▶ **Texto proporcionado**:
Análisis
El Mundial de Messi
Ya se ha dicho todo acerca de Messi. Se vuelve a hablar de él y casi solo de él. El Mundial lo obliga, la maquinaria publicitaria impone la estampita del diez de la selección como dieta ineludible. Estamos al borde de la saturación y la pelota no empezó a rodar. Bien lo saben los enviados especiales a Doha, que llevan días y días de ejercer el arte de la conjetura, de vivir de la imaginación. Pero no se puede parar. Dame más Messi.

▶ **Ejercicio**:
Prolonga, por favor, el análisis sobre Messi y el Mundial a partir de su última frase, «Dame más Messi.».

▶ **Listado**:
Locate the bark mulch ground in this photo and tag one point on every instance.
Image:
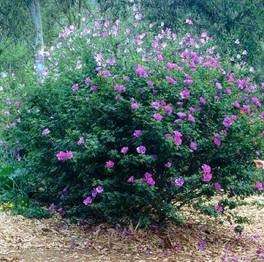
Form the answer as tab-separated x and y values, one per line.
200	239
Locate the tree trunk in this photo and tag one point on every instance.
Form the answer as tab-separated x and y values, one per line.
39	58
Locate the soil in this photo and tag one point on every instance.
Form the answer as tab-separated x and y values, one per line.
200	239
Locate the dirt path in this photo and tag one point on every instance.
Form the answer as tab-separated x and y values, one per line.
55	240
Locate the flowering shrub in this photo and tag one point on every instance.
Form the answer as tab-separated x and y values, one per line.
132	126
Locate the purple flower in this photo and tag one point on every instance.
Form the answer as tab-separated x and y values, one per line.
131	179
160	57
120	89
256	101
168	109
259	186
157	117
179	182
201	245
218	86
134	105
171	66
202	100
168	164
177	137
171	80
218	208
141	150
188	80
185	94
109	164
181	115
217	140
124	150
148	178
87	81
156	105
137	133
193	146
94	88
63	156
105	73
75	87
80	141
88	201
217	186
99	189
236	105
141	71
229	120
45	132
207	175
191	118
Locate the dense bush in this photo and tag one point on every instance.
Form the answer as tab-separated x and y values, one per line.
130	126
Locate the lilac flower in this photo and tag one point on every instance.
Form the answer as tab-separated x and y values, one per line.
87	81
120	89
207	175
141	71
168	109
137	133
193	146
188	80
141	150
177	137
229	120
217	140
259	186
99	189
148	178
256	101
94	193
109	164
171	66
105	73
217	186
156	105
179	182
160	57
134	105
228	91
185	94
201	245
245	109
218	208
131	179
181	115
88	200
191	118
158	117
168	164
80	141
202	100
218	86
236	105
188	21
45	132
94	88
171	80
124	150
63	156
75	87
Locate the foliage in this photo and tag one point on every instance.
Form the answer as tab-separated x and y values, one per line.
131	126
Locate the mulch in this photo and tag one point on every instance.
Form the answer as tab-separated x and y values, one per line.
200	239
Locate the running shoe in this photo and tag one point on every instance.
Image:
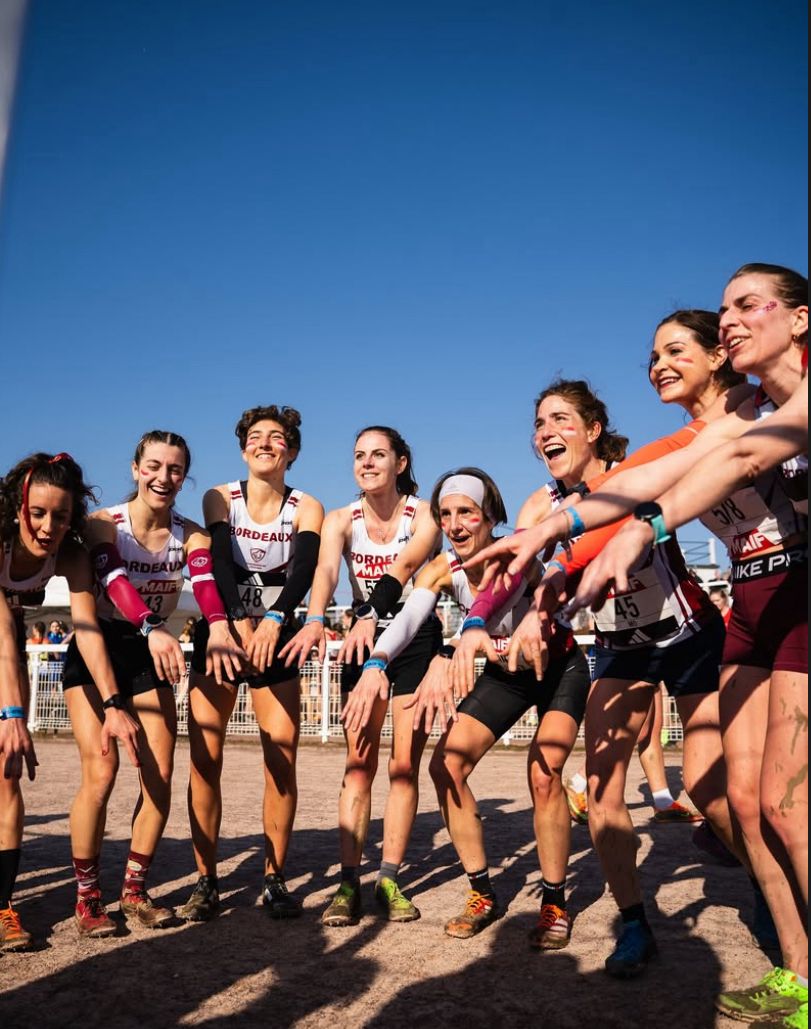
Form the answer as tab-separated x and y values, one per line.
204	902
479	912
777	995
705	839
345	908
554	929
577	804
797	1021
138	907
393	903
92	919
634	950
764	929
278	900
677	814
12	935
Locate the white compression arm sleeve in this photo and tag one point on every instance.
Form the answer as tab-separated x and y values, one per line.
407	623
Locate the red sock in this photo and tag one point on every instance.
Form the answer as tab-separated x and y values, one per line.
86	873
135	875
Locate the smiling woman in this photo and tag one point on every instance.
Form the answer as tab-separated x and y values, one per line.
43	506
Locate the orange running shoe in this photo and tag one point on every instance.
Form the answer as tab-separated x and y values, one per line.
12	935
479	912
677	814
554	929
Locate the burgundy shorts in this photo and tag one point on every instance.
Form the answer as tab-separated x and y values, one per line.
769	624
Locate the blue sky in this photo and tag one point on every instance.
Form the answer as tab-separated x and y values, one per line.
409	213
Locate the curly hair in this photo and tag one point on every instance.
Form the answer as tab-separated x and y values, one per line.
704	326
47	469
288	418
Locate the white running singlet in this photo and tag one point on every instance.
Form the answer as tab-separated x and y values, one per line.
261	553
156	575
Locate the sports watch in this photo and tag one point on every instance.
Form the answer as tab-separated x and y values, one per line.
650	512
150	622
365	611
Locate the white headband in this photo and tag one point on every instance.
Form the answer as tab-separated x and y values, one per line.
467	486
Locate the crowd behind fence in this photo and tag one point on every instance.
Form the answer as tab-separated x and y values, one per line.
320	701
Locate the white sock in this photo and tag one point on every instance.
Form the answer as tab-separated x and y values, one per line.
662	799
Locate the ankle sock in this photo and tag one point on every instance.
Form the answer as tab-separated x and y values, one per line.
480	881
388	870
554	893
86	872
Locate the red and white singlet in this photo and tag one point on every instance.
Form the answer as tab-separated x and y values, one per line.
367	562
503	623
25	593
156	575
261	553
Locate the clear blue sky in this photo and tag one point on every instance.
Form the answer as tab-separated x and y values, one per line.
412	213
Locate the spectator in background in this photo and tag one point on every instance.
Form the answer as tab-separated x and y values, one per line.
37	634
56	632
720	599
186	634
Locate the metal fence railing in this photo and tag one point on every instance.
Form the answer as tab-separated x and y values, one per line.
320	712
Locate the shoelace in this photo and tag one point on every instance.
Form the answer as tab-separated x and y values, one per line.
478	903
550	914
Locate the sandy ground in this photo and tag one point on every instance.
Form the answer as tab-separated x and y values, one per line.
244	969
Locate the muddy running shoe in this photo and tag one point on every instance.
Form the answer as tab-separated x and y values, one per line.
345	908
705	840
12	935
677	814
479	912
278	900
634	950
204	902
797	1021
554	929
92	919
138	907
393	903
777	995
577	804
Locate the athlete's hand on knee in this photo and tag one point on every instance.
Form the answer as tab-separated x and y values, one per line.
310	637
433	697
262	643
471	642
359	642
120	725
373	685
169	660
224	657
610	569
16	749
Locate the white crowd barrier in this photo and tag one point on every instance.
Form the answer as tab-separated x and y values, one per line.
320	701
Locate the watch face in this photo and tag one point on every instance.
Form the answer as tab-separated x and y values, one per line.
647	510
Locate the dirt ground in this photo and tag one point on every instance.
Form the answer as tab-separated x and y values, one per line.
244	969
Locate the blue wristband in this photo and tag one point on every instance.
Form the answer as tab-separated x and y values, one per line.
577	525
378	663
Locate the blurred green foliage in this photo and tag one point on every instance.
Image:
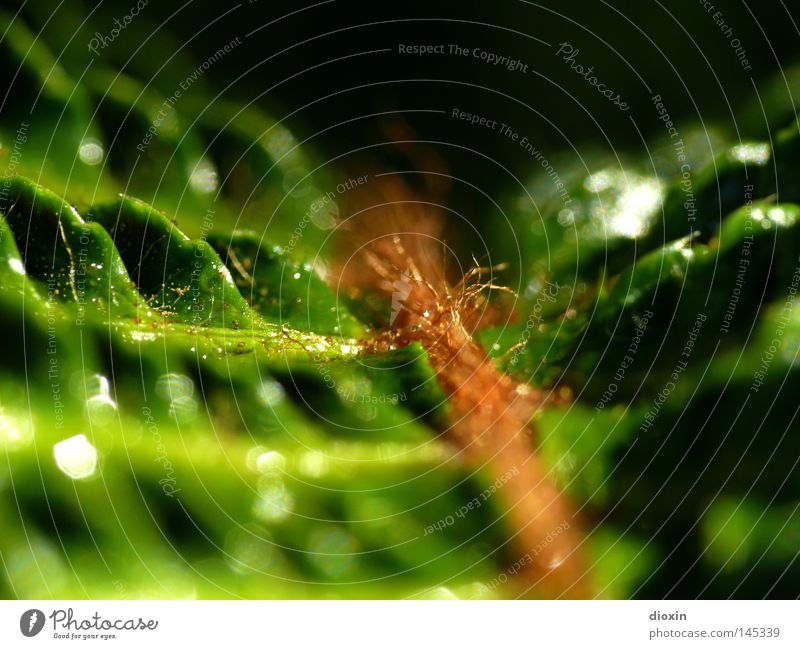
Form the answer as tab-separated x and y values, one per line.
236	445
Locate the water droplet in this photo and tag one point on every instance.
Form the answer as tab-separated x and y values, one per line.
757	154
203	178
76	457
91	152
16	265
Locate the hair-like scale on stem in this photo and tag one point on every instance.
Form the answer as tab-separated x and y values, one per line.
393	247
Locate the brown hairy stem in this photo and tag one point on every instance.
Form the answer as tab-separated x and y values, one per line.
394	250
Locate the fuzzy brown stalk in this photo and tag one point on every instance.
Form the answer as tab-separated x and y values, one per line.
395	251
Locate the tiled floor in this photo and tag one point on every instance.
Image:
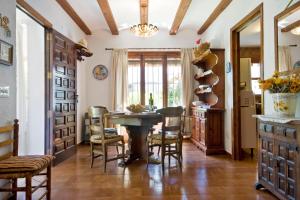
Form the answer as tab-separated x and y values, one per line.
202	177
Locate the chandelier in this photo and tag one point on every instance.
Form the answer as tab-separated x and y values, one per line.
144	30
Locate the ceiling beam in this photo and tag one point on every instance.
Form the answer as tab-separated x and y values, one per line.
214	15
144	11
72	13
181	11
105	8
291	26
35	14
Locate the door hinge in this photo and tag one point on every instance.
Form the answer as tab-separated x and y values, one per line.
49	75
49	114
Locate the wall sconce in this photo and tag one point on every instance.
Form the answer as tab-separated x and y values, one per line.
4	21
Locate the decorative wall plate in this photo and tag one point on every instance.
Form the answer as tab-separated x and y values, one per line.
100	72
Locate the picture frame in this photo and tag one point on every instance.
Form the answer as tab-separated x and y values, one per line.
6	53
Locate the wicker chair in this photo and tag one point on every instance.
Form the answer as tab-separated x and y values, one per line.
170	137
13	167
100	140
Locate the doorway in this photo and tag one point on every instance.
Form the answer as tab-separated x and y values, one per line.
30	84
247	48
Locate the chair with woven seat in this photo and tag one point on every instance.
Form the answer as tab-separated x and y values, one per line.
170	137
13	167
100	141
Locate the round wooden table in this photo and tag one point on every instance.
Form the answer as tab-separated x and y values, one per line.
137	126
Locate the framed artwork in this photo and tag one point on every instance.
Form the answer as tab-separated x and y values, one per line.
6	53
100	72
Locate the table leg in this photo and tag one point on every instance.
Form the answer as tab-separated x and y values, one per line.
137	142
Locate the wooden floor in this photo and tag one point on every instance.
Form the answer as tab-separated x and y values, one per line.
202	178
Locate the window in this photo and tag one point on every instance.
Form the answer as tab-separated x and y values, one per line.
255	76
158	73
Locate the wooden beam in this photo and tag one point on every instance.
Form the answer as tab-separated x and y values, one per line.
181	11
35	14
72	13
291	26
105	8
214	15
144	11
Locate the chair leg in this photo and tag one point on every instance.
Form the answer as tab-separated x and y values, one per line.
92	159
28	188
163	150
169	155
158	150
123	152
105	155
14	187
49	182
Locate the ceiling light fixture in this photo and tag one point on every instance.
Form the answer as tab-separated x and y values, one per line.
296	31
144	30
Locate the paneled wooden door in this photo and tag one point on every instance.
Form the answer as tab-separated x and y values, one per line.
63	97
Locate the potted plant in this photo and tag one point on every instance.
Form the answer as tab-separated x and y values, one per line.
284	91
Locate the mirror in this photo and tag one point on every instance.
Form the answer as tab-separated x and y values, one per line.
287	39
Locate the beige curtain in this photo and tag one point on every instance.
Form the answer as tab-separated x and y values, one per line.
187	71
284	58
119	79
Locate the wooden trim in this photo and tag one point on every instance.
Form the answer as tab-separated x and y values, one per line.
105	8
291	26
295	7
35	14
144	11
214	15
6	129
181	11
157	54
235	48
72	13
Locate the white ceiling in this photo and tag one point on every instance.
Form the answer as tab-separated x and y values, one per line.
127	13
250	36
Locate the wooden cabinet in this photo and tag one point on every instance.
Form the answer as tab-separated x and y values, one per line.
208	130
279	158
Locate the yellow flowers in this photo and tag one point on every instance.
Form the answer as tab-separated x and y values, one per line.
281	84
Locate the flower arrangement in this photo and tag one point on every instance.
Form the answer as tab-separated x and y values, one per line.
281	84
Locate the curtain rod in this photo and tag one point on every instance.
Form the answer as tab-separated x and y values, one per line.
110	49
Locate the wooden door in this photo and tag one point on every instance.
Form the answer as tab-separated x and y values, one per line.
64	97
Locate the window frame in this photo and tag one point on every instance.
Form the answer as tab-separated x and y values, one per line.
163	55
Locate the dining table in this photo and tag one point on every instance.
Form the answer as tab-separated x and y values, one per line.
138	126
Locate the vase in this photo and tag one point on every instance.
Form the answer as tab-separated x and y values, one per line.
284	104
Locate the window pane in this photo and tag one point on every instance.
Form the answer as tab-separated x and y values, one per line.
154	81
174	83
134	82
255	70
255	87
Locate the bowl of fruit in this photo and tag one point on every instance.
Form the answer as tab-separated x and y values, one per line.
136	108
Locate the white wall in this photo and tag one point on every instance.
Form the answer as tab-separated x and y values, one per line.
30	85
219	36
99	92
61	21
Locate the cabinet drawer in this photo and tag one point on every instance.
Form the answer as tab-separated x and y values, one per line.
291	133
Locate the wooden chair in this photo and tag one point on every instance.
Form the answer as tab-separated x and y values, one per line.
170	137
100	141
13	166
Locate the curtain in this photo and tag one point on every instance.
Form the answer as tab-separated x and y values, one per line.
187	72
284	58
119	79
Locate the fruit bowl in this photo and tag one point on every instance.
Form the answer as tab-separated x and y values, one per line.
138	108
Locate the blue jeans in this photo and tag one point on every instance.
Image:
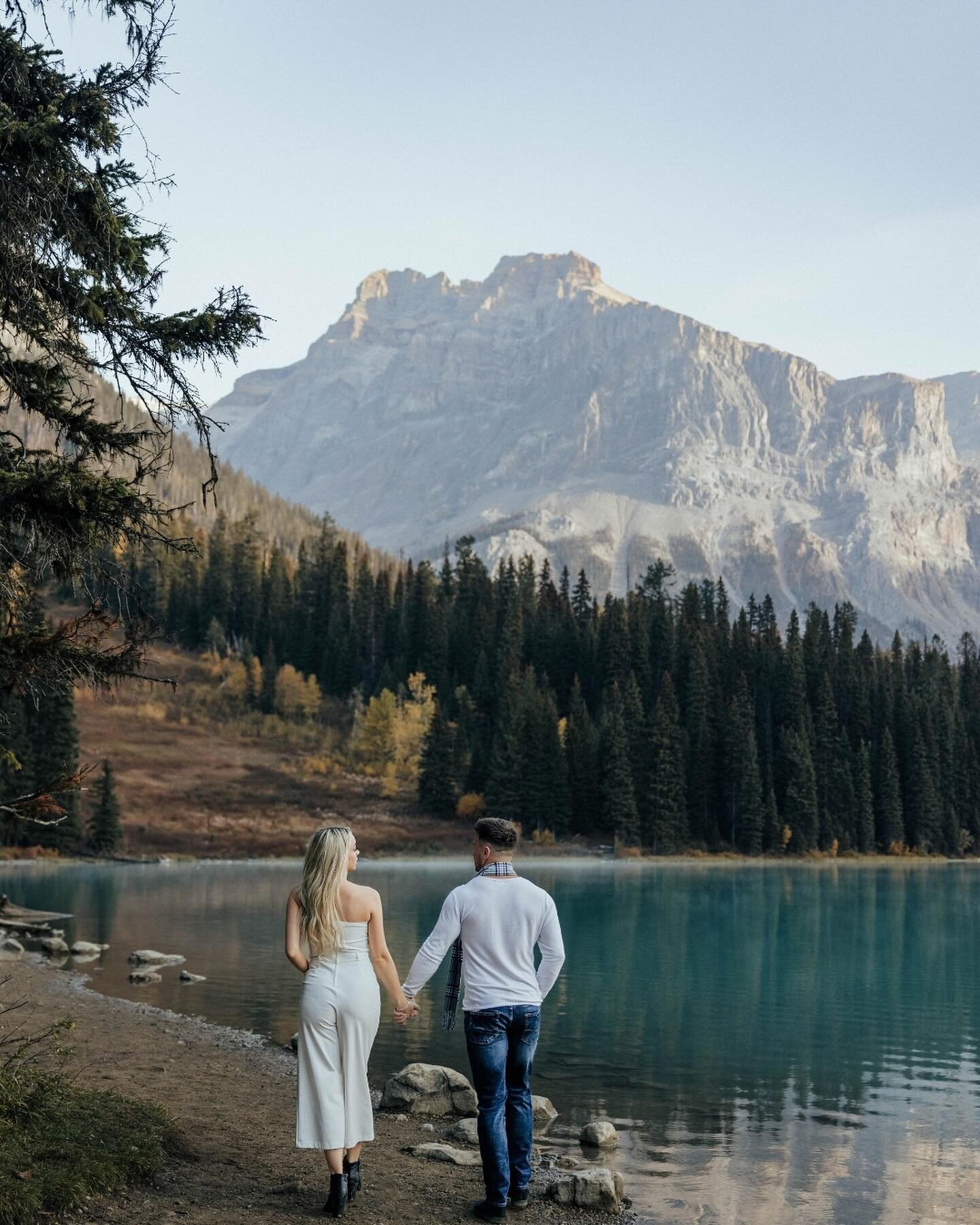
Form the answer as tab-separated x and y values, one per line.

▶ **Respuesta**:
Es paradojal, sin embargo, la omnipresencia del rosarino. Porque se ha dicho repetidamente que el léxico de la lisonja, los verbos que connotan el asombro, los adjetivos que refieren la excelencia, le lengua toda, en suma, es insuficiente para describirlo con justicia. Puede ser una exageración de un mundo hiperbólico como el fútbol, de acuerdo. Pero hay otro hecho que invalidaría las referencias obsesivas a Leo: ya no tiene cuentas pendientes, ya demostró que, si no es el mejor de la historia, le pega en el palo. Distinto era antes de la Copa América. Ahora que Argentina la ganó después de 28 años –y nada menos que en una final con Brasil, cartón lleno–, ya no debe nada. Podría afrontar el Mundial de Qatar, según este razonamiento contable, liviano como una pluma, ajeno por fin a las demandas que lo acecharon durante una larga parte de su carrera en la selección.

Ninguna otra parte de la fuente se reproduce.